#### Показанный отрывок
===
Сергей Полотовский - Пелевин и поколение пустоты
При любых делениях на белых и красных, прогрессистов и консерваторов Чапаев долго оставался и, пожалуй, остается общим достоянием. Чапаев – он и в песне «Гулял по Уралу Чапаев-герой», исполняемой Краснознаменным ансамблем песни и пляски Советской Армии, он и в компьютерной игре «Петька и Василий Иванович спасают галактику». Ведущий кинокритик позднесоветского и раннепостсоветского времени Сергей Добротворский в 1986-м создал группу параллельного кино «Че-паев». Не «Фас-биндер», не «Кура-сава», а именно «Че-паев».
К концу советской власти было ясно, что открываются возможности для работы с отжившими кодами, которые при этом какое-то время еще будут в ходу. В начале – середине 1990-х старый миф о Чапаеве взывал к перекодировке. И попал в руки к молодому Пелевину.
Из жизни российских мистиков
В начале девяностых Пелевин редактировал пятитомник Кастанеды в переводе Василия Максимова (см. «Что может лампочка» и «Деньги»). Книга готовилась к публикации в издательстве «Миф». По результатам работы над комментариями возникла идея составить антологию русской и советской андеграундной эзотерической литературы. Как вспоминает Сергей Москалев, для этого Пелевин решил объехать всех людей, которые что-то значили в этом движении.
===
Сохранённые записи данных:

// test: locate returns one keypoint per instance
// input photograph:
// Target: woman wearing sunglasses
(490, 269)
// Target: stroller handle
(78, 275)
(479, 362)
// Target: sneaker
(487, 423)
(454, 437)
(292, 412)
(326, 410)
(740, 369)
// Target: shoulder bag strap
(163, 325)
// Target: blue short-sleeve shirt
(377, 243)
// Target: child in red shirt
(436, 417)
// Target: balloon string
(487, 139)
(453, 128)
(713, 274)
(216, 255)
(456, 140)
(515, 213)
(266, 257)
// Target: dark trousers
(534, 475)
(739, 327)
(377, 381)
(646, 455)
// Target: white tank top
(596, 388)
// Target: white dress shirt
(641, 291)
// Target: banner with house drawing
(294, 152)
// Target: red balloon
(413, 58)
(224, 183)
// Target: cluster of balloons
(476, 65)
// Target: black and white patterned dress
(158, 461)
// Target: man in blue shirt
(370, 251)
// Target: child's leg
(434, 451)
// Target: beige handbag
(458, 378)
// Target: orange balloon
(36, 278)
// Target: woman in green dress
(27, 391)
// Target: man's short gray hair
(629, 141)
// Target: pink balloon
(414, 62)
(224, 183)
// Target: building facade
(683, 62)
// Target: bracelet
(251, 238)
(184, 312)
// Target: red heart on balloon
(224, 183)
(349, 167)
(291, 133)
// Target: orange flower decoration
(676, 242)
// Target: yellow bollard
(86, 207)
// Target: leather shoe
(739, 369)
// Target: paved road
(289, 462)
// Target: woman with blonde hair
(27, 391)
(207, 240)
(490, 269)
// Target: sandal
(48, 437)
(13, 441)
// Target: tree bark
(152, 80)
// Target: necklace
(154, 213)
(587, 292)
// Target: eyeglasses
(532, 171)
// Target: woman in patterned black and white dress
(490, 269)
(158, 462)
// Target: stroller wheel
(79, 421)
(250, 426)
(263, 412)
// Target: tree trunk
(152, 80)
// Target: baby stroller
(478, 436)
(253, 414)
===
#### Что требуется
• A. Зачем, согласно тексту о Пелевине, Пелевин решил объехать всех людей, которые что-то значили в этом движении?
• B. Повторите фрагмент текста о Пелевине, начиная со слов «Из жизни российских» и заканчивая словами «в этом движении.».

#### Решения задач
• A. Так он собирался составить антологию русской и советской андеграундной эзотерической литературы. Идея такой антологии возникла по результатам работы над комментариями к пятитомнику Кастанеды.

• B.
Из жизни российских мистиков
В начале девяностых Пелевин редактировал пятитомник Кастанеды в переводе Василия Максимова (см. «Что может лампочка» и «Деньги»). Книга готовилась к публикации в издательстве «Миф». По результатам работы над комментариями возникла идея составить антологию русской и советской андеграундной эзотерической литературы. Как вспоминает Сергей Москалев, для этого Пелевин решил объехать всех людей, которые что-то значили в этом движении.